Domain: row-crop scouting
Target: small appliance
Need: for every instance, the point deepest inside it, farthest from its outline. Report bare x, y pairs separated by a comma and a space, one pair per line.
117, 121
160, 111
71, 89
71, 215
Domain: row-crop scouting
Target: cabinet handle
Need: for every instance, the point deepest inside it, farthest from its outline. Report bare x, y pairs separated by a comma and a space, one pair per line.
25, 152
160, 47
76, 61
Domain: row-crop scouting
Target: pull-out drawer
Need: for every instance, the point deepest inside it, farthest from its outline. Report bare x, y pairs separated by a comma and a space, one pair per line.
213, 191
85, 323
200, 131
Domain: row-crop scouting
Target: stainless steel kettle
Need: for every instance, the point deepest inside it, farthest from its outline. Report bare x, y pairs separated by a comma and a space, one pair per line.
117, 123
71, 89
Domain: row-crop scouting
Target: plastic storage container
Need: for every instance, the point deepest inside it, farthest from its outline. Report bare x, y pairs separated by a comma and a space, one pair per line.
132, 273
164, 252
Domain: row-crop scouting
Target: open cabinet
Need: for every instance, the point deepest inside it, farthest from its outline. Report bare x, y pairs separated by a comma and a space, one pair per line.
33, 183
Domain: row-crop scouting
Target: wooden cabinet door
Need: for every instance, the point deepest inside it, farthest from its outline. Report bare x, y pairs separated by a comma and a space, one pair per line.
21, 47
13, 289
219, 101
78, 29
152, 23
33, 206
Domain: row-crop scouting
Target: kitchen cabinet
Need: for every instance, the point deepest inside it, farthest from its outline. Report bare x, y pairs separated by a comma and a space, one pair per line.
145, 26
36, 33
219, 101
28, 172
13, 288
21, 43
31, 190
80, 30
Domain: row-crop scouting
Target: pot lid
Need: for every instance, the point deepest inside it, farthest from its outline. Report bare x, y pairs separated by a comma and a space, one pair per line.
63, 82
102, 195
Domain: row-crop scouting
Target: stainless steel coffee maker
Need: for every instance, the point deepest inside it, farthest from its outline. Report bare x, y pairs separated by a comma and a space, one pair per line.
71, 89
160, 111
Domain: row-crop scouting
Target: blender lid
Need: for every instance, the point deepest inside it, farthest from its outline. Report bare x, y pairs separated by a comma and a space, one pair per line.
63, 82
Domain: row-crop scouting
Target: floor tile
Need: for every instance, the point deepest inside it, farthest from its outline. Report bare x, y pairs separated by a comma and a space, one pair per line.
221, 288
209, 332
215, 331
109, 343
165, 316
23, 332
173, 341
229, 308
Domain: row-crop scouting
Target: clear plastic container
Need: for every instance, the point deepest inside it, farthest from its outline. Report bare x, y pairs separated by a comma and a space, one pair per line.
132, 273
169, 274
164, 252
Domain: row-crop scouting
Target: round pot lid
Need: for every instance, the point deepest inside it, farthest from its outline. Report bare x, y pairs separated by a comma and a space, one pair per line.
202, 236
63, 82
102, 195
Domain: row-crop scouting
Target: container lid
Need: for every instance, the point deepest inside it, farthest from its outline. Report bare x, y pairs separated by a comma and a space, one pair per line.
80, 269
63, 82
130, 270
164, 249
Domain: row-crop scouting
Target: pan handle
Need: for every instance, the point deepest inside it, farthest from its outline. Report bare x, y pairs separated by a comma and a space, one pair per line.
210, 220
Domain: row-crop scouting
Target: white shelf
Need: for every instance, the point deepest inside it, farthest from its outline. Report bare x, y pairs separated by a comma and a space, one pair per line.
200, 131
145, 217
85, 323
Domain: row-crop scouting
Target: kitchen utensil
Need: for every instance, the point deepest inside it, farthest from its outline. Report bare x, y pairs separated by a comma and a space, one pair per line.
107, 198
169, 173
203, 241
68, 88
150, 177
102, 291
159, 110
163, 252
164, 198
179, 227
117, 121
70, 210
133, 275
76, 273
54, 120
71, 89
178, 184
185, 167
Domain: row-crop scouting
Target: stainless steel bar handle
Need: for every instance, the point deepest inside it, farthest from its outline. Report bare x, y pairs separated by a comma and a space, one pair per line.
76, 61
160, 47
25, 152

## What the exercise asks
Report every line in the items above that contains the word "container", copying each such line in full.

## Full answer
Target: plastic storage container
Target: clear plastic container
Target: container lid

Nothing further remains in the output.